Copy out the rows word for word, starting at the line that contains "Query: dark wooden table" and continuing through the last line of the rows.

Source material:
※ ※ ※

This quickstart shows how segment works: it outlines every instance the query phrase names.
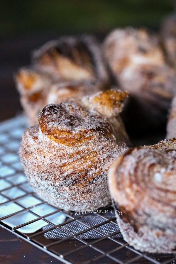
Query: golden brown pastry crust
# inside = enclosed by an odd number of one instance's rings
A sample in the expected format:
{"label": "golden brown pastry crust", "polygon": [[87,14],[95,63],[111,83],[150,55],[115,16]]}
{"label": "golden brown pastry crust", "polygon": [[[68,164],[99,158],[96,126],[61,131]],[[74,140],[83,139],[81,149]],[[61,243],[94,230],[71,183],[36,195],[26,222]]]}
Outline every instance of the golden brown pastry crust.
{"label": "golden brown pastry crust", "polygon": [[46,106],[39,126],[27,129],[19,150],[25,174],[45,200],[66,210],[97,209],[110,201],[107,176],[127,148],[111,124],[72,102]]}
{"label": "golden brown pastry crust", "polygon": [[99,44],[93,37],[62,37],[46,43],[33,53],[35,67],[56,79],[95,78],[109,82]]}
{"label": "golden brown pastry crust", "polygon": [[176,139],[130,149],[109,173],[125,240],[136,249],[175,253]]}
{"label": "golden brown pastry crust", "polygon": [[69,80],[55,82],[51,75],[30,69],[23,68],[16,81],[20,101],[32,125],[37,123],[40,110],[48,104],[59,103],[103,90],[106,86],[95,79]]}
{"label": "golden brown pastry crust", "polygon": [[27,68],[19,70],[15,80],[28,123],[31,125],[36,124],[40,111],[47,104],[53,81],[48,75]]}
{"label": "golden brown pastry crust", "polygon": [[48,104],[80,99],[109,84],[99,45],[90,36],[50,42],[34,52],[32,60],[32,68],[21,69],[15,78],[31,125]]}
{"label": "golden brown pastry crust", "polygon": [[133,124],[137,133],[166,123],[176,77],[166,64],[159,38],[144,30],[117,30],[108,35],[103,50],[116,81],[130,94],[128,126]]}

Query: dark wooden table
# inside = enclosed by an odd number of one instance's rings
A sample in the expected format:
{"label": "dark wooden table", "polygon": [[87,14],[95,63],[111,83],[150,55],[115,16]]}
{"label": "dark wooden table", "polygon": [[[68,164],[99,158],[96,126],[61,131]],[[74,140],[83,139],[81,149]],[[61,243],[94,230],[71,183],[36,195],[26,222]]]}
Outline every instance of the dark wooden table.
{"label": "dark wooden table", "polygon": [[1,264],[57,264],[61,263],[0,228]]}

※ ※ ※

Result:
Query: dark wooden table
# inside = enclosed by an odd number of one instance's rings
A sample in the expected format:
{"label": "dark wooden table", "polygon": [[87,14],[95,63],[111,83],[150,55],[115,16]]}
{"label": "dark wooden table", "polygon": [[[68,164],[99,158],[96,126],[61,131]],[[74,140],[83,139],[81,149]],[[61,243],[94,230],[71,183],[36,195],[26,222]]]}
Outline every instance of the dark wooden table.
{"label": "dark wooden table", "polygon": [[1,264],[57,264],[61,263],[0,228]]}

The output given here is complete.